# WHAT TO DO
Among the entries, how many lines hold the word "bridge"? Respond with that number only.

# DATA TO PROCESS
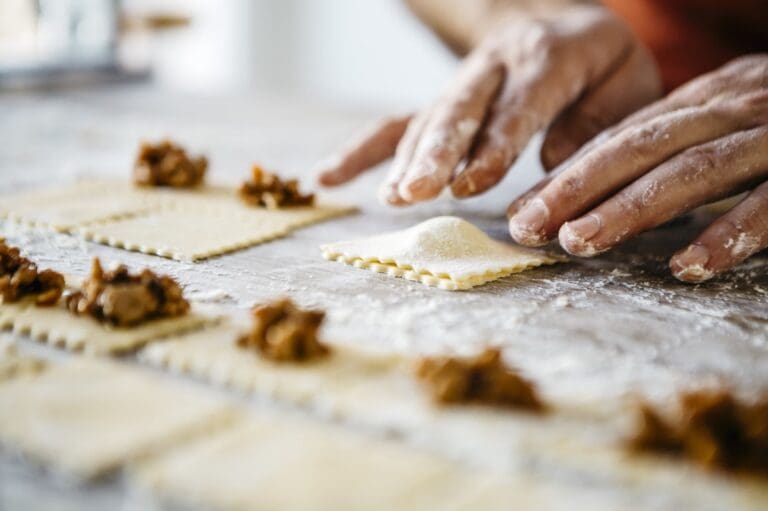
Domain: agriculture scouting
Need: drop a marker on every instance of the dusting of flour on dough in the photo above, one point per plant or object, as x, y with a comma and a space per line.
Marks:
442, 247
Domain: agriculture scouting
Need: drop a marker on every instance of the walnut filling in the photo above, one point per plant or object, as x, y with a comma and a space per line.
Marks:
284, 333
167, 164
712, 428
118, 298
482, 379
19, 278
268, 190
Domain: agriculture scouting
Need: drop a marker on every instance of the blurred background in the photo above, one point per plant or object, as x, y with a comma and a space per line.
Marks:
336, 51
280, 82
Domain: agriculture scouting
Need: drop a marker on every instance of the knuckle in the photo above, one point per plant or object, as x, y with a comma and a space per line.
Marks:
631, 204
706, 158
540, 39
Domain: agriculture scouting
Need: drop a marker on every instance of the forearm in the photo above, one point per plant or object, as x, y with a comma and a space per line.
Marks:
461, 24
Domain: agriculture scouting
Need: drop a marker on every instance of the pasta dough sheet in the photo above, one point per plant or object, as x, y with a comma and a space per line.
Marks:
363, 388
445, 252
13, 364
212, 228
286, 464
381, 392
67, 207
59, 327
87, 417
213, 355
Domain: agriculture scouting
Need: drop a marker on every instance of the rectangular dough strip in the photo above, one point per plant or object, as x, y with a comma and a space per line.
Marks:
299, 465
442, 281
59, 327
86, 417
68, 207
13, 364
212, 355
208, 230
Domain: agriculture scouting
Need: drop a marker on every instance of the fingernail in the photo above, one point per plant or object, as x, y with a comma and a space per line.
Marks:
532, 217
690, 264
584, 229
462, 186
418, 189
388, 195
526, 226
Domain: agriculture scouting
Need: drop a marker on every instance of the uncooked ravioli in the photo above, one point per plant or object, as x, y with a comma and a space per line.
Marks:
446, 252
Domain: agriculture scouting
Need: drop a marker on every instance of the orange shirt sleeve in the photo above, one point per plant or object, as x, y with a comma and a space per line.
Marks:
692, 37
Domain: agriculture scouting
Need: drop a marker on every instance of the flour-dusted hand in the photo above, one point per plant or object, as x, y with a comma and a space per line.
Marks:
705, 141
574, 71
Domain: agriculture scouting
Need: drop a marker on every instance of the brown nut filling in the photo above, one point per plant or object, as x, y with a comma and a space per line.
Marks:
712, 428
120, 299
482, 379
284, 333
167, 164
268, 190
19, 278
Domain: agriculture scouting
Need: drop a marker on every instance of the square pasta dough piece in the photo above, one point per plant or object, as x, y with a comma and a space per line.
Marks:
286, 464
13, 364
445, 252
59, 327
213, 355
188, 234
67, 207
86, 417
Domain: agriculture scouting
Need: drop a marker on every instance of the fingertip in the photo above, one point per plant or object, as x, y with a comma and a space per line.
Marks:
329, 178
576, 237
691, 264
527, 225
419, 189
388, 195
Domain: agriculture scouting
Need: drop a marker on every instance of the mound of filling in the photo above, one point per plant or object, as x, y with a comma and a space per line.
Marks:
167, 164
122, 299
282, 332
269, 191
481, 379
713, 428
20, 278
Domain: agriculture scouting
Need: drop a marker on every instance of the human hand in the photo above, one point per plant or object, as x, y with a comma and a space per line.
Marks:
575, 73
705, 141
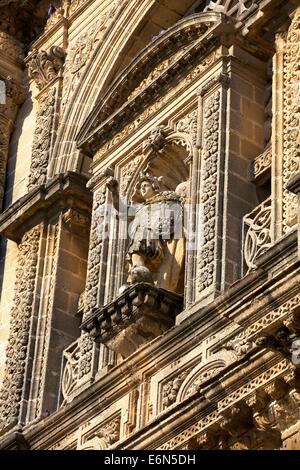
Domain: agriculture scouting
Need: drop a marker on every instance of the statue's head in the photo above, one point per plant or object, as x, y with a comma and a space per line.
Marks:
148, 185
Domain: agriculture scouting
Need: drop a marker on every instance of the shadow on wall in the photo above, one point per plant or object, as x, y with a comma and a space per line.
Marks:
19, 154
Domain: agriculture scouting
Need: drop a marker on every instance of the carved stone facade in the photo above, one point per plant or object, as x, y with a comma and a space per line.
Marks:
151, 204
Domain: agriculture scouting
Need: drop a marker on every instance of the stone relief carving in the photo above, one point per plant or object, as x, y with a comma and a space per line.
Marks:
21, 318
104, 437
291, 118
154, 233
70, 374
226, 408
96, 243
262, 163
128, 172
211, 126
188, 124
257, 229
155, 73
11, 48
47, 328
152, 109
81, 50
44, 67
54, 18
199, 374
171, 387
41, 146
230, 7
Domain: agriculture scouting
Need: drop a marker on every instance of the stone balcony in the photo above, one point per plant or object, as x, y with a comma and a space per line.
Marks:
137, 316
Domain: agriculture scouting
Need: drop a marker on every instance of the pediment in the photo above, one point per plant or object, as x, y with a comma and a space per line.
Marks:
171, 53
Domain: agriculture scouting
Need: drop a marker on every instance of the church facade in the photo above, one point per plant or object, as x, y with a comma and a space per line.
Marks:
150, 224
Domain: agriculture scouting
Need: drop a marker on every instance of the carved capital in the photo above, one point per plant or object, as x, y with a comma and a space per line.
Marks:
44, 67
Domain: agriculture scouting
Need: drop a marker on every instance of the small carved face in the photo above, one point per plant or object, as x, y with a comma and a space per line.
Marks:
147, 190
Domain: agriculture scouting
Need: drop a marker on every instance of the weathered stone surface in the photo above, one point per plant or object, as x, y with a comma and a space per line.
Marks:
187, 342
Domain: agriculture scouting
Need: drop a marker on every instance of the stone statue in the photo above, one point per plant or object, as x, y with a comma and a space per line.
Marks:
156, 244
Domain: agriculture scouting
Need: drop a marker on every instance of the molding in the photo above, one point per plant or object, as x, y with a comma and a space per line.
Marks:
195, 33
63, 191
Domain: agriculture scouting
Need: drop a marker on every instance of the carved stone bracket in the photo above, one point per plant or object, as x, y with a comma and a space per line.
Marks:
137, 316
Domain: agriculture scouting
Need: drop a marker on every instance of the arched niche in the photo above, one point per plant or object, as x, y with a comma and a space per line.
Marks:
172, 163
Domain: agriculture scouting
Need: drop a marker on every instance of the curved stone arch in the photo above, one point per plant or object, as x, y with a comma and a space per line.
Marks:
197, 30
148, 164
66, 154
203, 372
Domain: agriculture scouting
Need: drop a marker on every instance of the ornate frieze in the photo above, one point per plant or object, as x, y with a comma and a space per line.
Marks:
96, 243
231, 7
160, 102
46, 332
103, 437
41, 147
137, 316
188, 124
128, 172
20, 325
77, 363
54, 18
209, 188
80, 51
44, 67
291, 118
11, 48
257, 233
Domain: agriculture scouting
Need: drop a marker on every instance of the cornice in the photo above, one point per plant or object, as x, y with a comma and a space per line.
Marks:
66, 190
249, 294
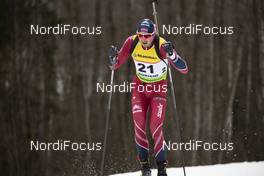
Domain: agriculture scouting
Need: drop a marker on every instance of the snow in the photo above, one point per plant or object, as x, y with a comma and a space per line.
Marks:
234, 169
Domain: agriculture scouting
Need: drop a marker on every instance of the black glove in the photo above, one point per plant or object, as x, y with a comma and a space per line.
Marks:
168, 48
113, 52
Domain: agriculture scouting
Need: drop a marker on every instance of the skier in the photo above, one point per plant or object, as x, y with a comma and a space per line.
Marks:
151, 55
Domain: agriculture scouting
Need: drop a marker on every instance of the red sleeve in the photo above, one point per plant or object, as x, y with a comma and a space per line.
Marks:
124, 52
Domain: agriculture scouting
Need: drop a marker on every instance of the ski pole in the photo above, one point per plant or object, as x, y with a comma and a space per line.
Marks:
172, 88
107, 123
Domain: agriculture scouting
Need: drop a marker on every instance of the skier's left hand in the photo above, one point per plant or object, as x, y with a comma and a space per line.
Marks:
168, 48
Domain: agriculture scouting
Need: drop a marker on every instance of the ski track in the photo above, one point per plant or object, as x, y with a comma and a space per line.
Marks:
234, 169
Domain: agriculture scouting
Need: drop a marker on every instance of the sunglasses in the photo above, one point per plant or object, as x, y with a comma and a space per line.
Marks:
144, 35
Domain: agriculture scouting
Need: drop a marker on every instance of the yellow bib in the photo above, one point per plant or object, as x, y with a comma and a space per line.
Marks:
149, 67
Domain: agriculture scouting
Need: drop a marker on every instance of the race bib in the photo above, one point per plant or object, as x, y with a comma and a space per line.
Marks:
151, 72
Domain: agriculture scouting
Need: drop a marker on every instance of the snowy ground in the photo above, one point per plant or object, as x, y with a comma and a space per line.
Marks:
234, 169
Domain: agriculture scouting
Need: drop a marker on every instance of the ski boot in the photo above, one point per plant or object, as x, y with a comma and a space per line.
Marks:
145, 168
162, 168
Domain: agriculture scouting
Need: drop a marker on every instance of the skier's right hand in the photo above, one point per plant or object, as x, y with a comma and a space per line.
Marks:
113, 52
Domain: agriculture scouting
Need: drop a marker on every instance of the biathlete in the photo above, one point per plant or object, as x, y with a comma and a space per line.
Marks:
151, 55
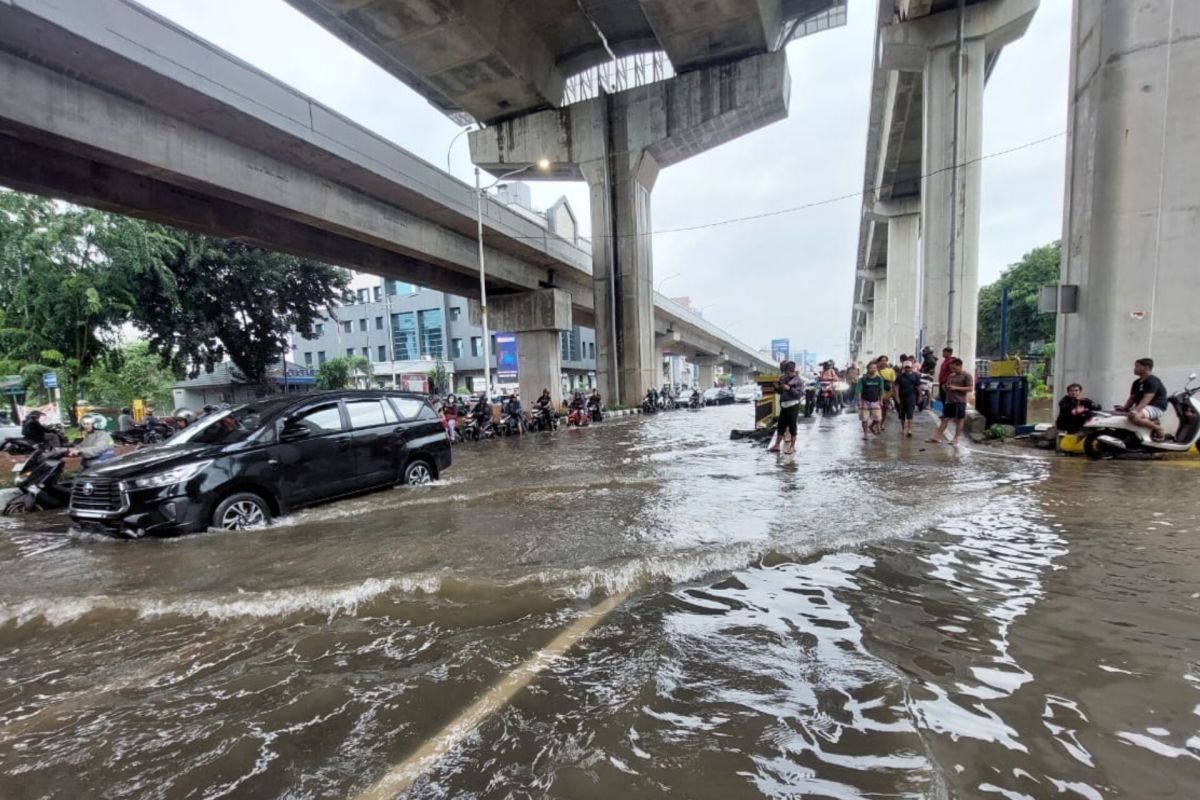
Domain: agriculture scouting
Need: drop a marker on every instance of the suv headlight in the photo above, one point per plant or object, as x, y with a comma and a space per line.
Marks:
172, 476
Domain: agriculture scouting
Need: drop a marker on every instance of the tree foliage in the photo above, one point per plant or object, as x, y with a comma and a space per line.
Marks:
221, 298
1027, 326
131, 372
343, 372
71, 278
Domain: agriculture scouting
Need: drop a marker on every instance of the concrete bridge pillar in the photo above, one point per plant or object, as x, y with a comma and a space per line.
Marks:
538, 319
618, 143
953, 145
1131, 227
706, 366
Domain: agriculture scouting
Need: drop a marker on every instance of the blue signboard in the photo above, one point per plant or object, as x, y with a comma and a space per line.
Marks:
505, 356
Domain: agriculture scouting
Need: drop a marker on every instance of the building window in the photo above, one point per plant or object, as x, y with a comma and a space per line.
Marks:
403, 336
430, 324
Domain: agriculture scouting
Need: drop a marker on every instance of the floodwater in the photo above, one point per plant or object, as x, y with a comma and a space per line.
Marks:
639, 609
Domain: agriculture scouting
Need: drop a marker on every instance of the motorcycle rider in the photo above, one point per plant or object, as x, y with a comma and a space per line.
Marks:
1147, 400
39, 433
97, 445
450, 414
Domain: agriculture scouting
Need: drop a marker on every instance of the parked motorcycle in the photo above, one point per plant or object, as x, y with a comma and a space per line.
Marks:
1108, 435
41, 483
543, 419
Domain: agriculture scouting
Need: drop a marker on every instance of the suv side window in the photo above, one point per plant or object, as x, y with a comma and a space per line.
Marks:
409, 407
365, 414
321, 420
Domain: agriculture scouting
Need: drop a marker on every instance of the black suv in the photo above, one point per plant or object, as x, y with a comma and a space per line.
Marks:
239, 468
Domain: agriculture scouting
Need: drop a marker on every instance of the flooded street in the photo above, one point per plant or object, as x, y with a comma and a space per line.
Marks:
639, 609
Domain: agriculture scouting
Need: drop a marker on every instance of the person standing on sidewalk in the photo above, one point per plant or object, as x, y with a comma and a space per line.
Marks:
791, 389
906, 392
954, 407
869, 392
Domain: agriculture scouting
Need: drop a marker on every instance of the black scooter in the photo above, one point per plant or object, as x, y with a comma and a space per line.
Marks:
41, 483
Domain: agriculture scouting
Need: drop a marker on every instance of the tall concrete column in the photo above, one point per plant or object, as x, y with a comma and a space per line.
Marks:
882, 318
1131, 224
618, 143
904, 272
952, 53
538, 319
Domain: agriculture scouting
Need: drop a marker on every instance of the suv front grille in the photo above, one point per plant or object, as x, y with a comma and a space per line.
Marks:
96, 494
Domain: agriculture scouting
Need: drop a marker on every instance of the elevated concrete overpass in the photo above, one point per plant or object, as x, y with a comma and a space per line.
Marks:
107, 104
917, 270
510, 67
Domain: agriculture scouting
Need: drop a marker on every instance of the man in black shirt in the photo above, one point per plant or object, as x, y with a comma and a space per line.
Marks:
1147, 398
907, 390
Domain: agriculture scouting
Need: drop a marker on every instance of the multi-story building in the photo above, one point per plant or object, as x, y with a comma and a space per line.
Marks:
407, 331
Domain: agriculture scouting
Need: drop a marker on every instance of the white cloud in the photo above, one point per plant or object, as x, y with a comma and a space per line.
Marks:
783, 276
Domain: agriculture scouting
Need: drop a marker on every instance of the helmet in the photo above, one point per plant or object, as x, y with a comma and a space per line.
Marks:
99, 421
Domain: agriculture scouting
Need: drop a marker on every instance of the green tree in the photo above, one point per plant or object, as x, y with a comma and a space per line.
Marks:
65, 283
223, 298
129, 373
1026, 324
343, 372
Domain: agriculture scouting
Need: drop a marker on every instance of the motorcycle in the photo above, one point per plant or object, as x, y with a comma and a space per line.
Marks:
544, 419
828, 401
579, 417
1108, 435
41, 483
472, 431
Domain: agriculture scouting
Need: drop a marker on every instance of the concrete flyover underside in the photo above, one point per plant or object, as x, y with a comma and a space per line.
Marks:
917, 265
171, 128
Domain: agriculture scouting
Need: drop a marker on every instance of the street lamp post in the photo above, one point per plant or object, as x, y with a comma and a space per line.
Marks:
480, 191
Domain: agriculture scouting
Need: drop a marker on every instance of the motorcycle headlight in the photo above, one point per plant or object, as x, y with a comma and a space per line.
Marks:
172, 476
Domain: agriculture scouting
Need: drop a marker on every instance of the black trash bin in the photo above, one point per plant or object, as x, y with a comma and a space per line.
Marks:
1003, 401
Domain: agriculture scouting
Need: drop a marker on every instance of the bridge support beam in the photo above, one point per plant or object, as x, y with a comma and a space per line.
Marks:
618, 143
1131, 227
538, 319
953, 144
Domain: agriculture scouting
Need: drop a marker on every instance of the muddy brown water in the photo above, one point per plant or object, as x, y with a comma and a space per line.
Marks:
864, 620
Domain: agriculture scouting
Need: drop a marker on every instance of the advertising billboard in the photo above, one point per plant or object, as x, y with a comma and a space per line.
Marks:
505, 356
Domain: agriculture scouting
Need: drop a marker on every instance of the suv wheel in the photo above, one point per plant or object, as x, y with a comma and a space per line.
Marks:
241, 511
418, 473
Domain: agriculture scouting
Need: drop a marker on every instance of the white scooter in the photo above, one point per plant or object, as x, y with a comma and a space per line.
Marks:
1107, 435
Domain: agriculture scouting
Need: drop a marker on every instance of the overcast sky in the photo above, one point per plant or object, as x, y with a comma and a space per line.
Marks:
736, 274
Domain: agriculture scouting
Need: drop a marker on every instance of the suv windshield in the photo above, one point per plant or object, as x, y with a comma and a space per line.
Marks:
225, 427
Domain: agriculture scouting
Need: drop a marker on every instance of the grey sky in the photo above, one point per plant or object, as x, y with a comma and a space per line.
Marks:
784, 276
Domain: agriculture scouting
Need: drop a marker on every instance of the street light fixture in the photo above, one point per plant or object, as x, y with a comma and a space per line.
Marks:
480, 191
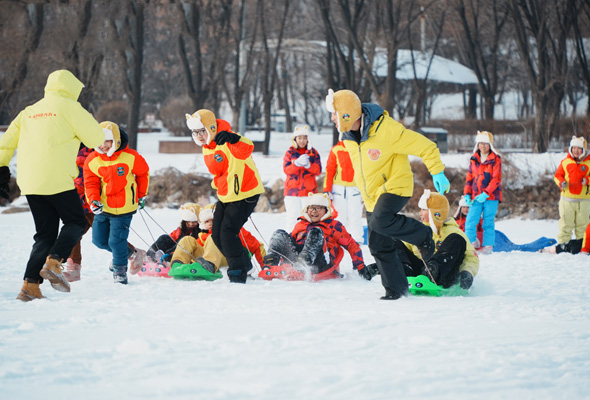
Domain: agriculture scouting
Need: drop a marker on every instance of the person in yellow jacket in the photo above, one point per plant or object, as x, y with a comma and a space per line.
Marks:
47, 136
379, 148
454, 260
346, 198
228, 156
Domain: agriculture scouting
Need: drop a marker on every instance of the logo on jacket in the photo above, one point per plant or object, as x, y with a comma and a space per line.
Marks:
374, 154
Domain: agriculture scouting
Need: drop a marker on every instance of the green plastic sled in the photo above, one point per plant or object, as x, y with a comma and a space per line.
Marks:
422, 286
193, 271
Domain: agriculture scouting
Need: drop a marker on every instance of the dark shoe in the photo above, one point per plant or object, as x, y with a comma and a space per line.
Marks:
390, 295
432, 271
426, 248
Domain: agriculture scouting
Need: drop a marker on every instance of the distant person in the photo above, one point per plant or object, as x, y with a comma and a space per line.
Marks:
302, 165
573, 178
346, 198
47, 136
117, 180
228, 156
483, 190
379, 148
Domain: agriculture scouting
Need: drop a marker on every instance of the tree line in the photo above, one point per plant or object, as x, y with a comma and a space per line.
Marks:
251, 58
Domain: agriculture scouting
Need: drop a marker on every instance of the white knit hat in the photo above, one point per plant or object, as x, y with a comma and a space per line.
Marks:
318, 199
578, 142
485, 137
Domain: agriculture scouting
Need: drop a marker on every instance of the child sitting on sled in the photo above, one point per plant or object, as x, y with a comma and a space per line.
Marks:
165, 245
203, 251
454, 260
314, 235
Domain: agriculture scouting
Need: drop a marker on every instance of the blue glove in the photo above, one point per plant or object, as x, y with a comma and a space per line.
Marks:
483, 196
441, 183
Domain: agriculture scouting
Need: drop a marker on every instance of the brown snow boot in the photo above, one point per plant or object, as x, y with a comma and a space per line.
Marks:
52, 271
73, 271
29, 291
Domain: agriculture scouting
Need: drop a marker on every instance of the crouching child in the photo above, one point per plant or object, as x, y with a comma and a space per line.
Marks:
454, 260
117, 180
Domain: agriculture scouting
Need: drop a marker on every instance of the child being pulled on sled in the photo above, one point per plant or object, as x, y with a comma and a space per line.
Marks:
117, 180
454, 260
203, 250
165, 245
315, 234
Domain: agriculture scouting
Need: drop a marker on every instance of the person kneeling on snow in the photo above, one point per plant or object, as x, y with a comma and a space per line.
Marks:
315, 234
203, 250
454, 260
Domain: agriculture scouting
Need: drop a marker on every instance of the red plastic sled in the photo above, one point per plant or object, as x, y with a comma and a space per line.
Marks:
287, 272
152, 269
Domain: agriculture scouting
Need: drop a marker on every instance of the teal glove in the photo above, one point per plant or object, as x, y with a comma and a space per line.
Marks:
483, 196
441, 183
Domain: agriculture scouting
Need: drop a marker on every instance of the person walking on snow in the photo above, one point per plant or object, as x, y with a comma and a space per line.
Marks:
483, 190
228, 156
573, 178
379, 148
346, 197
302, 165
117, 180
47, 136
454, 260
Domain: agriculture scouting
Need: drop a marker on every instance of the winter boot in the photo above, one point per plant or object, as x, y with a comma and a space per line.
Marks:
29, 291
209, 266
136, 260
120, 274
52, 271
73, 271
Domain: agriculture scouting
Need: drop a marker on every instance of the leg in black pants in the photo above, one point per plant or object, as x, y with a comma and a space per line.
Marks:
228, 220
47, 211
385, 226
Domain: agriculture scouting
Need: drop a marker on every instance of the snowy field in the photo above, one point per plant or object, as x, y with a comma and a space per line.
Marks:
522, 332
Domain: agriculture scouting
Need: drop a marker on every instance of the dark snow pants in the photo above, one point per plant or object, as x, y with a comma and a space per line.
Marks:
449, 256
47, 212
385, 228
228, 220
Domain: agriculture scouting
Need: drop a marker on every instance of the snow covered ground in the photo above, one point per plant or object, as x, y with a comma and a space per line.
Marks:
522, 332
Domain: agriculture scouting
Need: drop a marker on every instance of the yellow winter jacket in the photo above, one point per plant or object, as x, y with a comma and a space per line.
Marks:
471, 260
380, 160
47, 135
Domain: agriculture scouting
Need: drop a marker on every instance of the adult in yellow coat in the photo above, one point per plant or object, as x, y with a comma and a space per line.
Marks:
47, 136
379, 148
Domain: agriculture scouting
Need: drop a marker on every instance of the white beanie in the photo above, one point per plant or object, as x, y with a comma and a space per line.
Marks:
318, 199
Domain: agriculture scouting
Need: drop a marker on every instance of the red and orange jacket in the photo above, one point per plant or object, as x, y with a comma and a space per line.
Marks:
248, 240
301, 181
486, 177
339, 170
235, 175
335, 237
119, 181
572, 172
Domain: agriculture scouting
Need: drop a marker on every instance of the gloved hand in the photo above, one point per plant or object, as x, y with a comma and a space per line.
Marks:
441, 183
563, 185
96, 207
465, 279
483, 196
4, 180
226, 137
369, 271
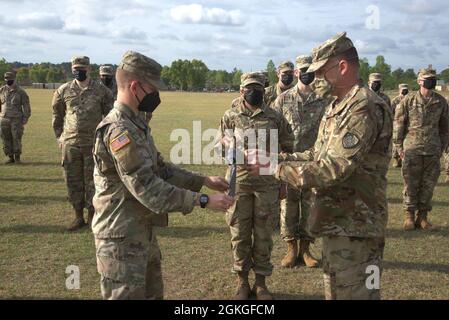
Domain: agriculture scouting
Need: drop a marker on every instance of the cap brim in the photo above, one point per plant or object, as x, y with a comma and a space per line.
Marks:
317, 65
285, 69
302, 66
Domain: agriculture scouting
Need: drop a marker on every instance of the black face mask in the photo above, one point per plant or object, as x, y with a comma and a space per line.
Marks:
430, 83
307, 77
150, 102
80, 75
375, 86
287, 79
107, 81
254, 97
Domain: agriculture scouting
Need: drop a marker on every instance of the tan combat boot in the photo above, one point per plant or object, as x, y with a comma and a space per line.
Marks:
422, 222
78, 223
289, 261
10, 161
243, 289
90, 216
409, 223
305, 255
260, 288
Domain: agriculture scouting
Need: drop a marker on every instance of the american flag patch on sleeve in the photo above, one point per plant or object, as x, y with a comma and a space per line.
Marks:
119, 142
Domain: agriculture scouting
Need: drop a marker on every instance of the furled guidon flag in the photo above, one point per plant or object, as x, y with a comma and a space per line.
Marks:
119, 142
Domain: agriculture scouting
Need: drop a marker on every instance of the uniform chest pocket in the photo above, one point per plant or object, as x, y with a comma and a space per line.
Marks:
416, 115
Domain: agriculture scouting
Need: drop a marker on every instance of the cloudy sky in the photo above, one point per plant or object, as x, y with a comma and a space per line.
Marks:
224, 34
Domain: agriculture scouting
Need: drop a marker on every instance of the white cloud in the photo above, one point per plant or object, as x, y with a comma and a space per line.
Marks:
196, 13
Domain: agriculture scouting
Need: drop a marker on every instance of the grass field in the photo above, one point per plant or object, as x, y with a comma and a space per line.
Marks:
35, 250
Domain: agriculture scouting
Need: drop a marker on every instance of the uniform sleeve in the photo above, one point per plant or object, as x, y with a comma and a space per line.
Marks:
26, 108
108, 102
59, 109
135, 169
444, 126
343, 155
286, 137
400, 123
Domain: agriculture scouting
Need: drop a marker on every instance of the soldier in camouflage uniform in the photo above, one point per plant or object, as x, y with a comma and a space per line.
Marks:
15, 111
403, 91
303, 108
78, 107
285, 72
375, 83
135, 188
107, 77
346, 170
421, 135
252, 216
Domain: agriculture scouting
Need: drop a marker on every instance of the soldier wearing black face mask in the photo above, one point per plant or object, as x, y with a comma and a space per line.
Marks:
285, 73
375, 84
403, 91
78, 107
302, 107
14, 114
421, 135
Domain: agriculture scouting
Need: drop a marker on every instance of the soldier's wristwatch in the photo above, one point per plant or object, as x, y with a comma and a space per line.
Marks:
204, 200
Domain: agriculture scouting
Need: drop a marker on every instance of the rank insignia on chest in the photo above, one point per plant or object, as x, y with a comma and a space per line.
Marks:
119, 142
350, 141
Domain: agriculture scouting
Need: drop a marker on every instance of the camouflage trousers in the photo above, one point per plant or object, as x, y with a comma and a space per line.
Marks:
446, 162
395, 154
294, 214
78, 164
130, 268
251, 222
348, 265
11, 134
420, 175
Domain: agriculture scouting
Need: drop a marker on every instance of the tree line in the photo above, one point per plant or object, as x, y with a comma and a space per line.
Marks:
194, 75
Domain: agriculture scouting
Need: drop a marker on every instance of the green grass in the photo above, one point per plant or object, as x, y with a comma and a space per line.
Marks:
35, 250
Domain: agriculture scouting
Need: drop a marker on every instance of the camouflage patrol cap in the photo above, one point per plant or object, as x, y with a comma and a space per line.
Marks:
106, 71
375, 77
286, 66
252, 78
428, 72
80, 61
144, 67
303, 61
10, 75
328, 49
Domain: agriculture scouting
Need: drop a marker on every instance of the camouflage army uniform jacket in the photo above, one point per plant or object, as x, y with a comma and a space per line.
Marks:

# SOLVED PROBLEM
2